[Prompt]
Carry on the article about sexual harassment under California law below, writing from the point where it ends.

### Document section ###

It is unlawful to harass an employee because of their sex, California Government Code Section 12940(j)(1).
1) sexual favors;
2) unwanted sexual advances and propositions;
3) verbal conduct, including epithets, slurs or derogatory comments, and comments about a person's body, appearance, or sexual activity;
4) physical conduct including assault, impeding or blocking movement, OR any physical interference with normal work or movement;
5) visual harassing including leering looks, offensive gestures whether or not the harassment also results in the loss of a tangible job benefit, [underlining added for emphasis] 2 California Code of Regulations Section 7287.6(b); Fisher v. San Pedro Peninsula Hosp., 214 Cal.App.3d 590, 608 (2nd App. Dist. 1989).
Contact us, or call 951-367-1000 to consult with one of our Riverside sexual harassment lawyers.
Although the California appellate court wasn't phased by any of the below language, if you are under 18, or likely to be offended don't read this article because it contains very vulgar sexual language.
Seemingly because the male supervisor who engaged in atrocious sexual conduct was not gay, the California Court of Appeals ruled that the following conduct was not sexual harassment. The employee's supervisor told him "Fucking quit using your goddamn fucking foot; bend the fuck over and pick the shit up. Pick that shit up, bitch." When the employee bent over, the supervisor told him he had a nice ass which he wanted to fuck, that his pants made his ass look good, he would look good in little girls' clothes, and the supervisor would fuck the shit out of the employee's ass. The supervisor said he would fuck the employee better than the supervisor fucked his old lady, he would make the employee his bitch, he would cum all over the employee's ass, and would turn the employee out. When the employee got on his knees to tie rebar, he was told that is where he belonged, on his knees. Another employee got in the victim's face and told the victim that he would make him suck the supervisor's dick. The supervisor claimed this was a funny joke.The employee said he thought the supervisor was gay.
The supervisor acted like he would strike the employee and the employee began walking off the job. The employee was told that if he walked off the job he would be fired. Twenty to thirty minutes after these awful incidents, the employee told a safety manager and cried. Yes, this event would traumatize most people, but Justice Bruiniers reasoned not so in the ironworker/rebar tying/unionized business at Conco.
The supervisor apologized and shook hands with the employee. Nonetheless, two co-workers called the employee a bitch thereafter, and said they would jump the employee.
The employee moved to a different work site. On the new site, he was called a narc, faggot and snitch for complaining. He was also told he would be lucky if he didn't get his ass kicked after work. A supervisor heard these comments but ignored them.

### Given records ###

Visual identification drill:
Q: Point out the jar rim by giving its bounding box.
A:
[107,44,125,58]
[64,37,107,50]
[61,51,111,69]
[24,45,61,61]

###

[Answer to the problem]
Strangely, the employee accepted a ride home from the original harasser. Personally, I have seen a few cases where the harassed accepted a ride from the harasser and the employer's lawyer obsessed on this. So if you are being harassed, don't be getting into any cars with the harasser!
In Kelley v. Conco the Appellate Court held that what happened was neither sexual harassment, nor the intentional infliction of emotional distress. Sadly, we must live in an utterly depraved society if this type of conduct is not considered outrageous and it doesn't arouse the average community members as being outrageous. Alternatively, maybe this is what goes on in the appellate court all of the time so the justices are just numb to it. All that can really be said to defend this depraved judicial opinion is that the court was convinced this was not sexual behavior because there was not any evidence the harasser was gay, or had a sexual interest in any of the things he said or did.
Sexual harassment is about subjugation. In my experience, a vast number of the sexual harassers my clients have sued do not expect to obtain sexual gratification. The harassment is about control, abuse, and abuse of power. The Appellate Court failed to comprehend how such utterly offensive comments could constitute an abuse of power through sex.
The court also decided that sexual taunting was commonplace at this particular workplace. The employee was an ironworker tying rebar at Conco sites. Apparently, the court has created a new type of immunity to vulgar workplaces of any industry. The court also decided none of this conduct caused the employee severe emotional distress despite the fact he cried as he reported this to the safety manager.
It would seem that there are other ways to criticize an employee, and probably create a worker's compensation case, that do not so closely relate to male on male sexual interests. Had the supervisor not been interested in homosexual practices, or how good a man looked in his pants, words would not have flowed from his mouth with such ease about what might be stimulating.
Now every time there is same sex harassment, the lawyer representing the employee will have to ask whether the harasser is gay. The harasser's claims about whether he is gay will then be subject to scrutiny. Consider this opinion a judicial assault on any gay people who are not openly gay and proud of their sexuality.
Other disingenuous reasons for the appellate court's decision may also be that all of the harassment happened in one day, there was an apology, and the ride home. These mitigating circumstances should not supersede such awful behavior.
This is an example of a court being restrictive. The court decided the matter should be sent back to the trial court on the basis that there might have been retaliation for complaining about sexual harassment even though none of this amounted to sexual harassment. This logic does not make a tremendous amount of sense other than the court minimizing and subtracting from the panoply of laws this conduct should violate, and potentially holding the harasser individually responsible through laws on sexual harassment and the intentional infliction of emotional distress.
It is also interesting to note that this case started with Judge M. True III's grant of a summary judgment motion. I have never personally had any experience with this judge, but do note that a google search of his name has more negative content than I recall seeing for any other trial judge. However, prior to becoming a judge this man represented employees. Odd.
Justice Bruiniers, who wrote the opinion, was apparently a police officer during the "turbulent years" at Berkeley (1967-1973). He also served in the Marines. In private practice, he represented businesses.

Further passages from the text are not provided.